_Exercices à réaliser_:
**A.** Relevez dans l'ordre les groupes de personnes dont le texte source annonce la venue. Ne comptez pas celles qui les accompagnent.
**B.** Répondez d'après le texte source :
(i) De quelle couleur sont vêtus les Gouverneurs ?
(ii) De quoi les Chapelains rêvaient-ils le soir venu ?
(iii) À quel moment voit-on flotter les nuées d'oiseaux-rats ?

_Texte source_:
··········

Et puis vinrent les hommes d’échange et de négoce. // Les hommes de grand parcours gantés de buffles pour l’abus. // Et tous les hommes de justice, assembleurs de police et leveurs de milices. // Les Gouverneurs en violet prune avec leurs filles de chair rousse au parfum de furet.

Et puis les gens de Papauté en quête de grands Vicariats ; // les Chapelains en selle et qui rêvaient, le soir venu, de beaux diocèses jaune paille aux hémicycles de pierre rose :

« Ça ! nous rêvions, parmi ces dieux camus ! Qu’un bref déglise nous ordonne tout ce chaos de pierre le, comme chantier de grandes orgues à reprendre ! / et le vent des Sierras n’empruntera plus aux lèvres des cavernes, pour d’inquiétants grimoires, ces nuées d’oiseaux-rats qu’on voit flotter avant la nuit comme mémoires d’alchimistes… (219)

··········

_Extraits de données de régions annotées_:
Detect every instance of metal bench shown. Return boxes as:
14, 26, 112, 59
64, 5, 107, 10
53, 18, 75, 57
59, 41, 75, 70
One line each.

··········

_Corrigé_:
**A.** les hommes d'échange et de négoce ; les hommes de grand parcours ; les hommes de justice ; les Gouverneurs ; les gens de Papauté ; les Chapelains

**B.**
(i) Violet prune.
(ii) De beaux diocèses jaune paille aux hémicycles de pierre rose.
(iii) Avant la nuit.